#### [原文]
經典上並無寫惡比丘袂使批評,因為今旦日信佛教的人,用佛教來做宗教信仰,經典內底既然講有惡比丘的情形,按呢你若有信仰,批評惡比丘是真正常的代誌,毋句(mko不過)這需要真大的勇氣,這勇氣是來自你的教義,來自對佛教教義的了解,涅槃經講依法不依人,哪會講袂使批評的?在座有敬仁法師、昭慧法師,今旦日會來遮(chia 這裡)的出家人,相信攏是有覺醒的出家人,我提出來佮大家互相勉勵。最後希望這個道場會得予眾生現世安穩、護生成就。

陳慧娟:謝謝師父這段很精彩的話,讓我們思考佛教徒應該做什麼才是有意義,什麼事是沒意義,我們也預祝他年底的行軍成功。接下來第二位我們要介紹昭慧法師。昭慧法師是善導別苑、福嚴佛學院的老師,如果大家印象還很深刻的話,應該記得在前年杯葛思凡,還有救援馬曉濱事件她付出很多的努力,我們現在就請她為我們講話。(掌聲)

#### [提供資料]
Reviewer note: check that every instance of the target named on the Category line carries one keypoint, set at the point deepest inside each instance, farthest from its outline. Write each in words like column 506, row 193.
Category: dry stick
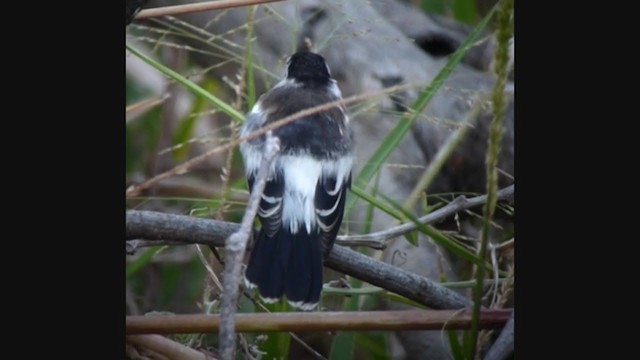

#### [練習要求]
請接續上方這篇佛教座談紀錄,從其最後一句之後往下撰寫。

#### [練習輸出]
昭慧法師致詞

各位法師、各位大德,大家好!我向來不參加任何的應酬,包括開光、開幕之類的活動。《新雨》雜誌我是覺得蠻親切的,看了很久,感覺到他是一個很特殊的,在佛教界來講,算是一個很特殊的團體,所以我就過來,算是例外的,不過下午很抱歉,可能沒有時間,還要準備教材,要趕著上課。《新雨》佛教提出的是原始佛法,不過在我的體會,他們更有大乘精神,這是我一直有這樣的感覺。當然佛法我們都真誠的接受教典的法與律的精神,不過在原始佛教的氣氛中,確實是比較傾向於這個沙門的超越世間,當然不能說那些人都是所謂的自了漢,我向來不認為這樣,一個真正自私自利的人是不可能證得阿羅漢果的,基本上他們的走向都還是內修的,至於這個往外踏入社會積極作一些福利事業,甚至於勇於面對挑戰性、爭議性的問題,從經典上看來似乎還不夠多。大乘當然有很多靡爛的部份,到後來談空談妙玄學的部份,還有一些談到妙不可知的佛果部份,不過剔除這些的話,大乘菩薩的願行、我覺得很值得鼓舞我們,很值得讓我們追隨的。大乘佛教之所以興起,多少也像《新雨》佛教今天面對當前佛教作一個反省,自我批判,有這樣的一個過程在,所以他們積極的提倡邁入社會,邁入這個世界,應該是社會對佛教的一種要求,佛教弟子自己要反省。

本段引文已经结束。